→ Source material:
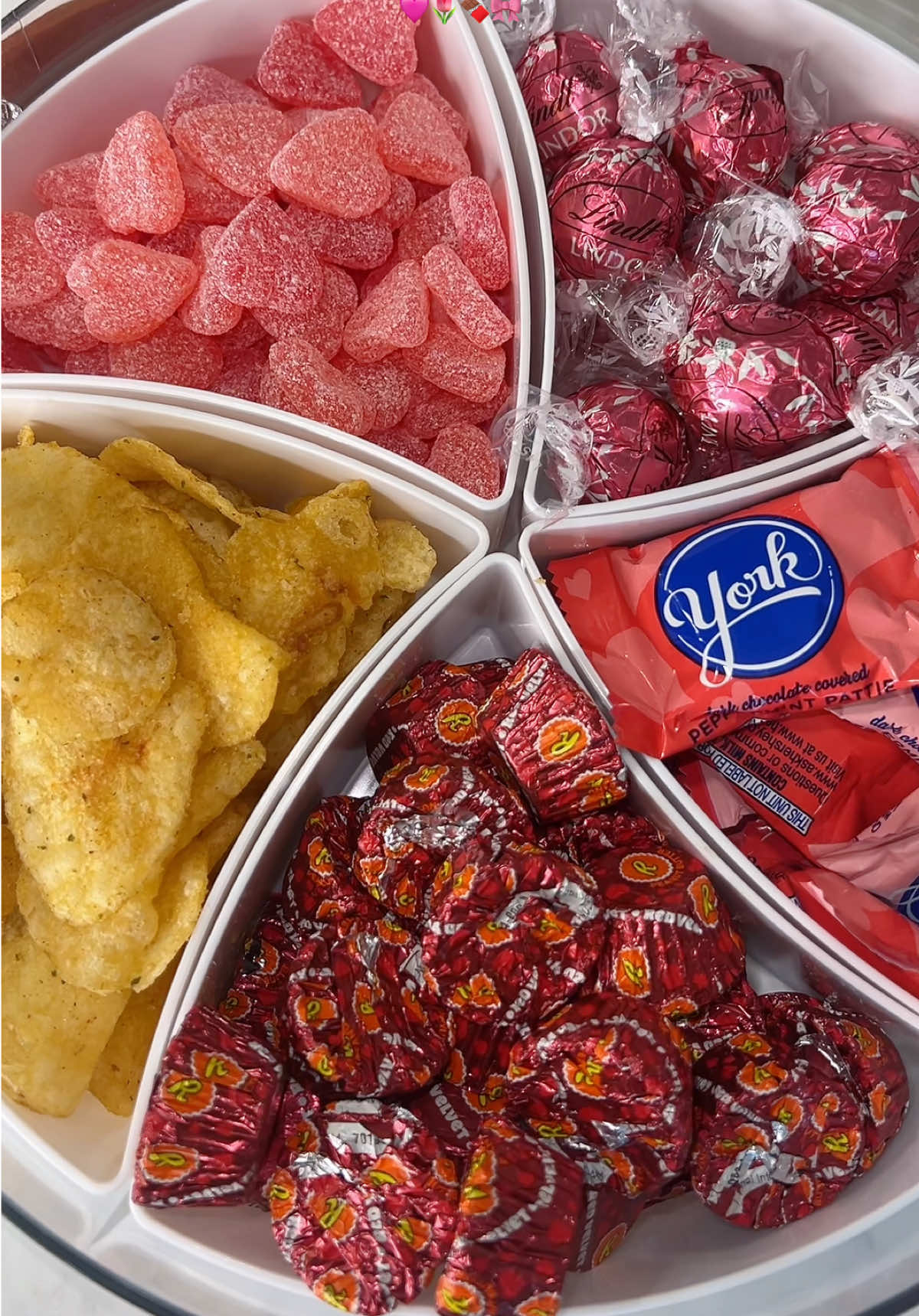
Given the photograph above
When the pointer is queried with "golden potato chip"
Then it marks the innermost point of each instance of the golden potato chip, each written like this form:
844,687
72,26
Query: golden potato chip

→ Directions: Return every line of the listing above unchanged, leaving out the pictures.

→ Complete answer:
Given the photograph above
When the pointer is queried with "golden potato chip"
Then it marks the innermost point of each instance of the golden potato chip, each written like this form:
844,687
72,26
Query: golden potato chip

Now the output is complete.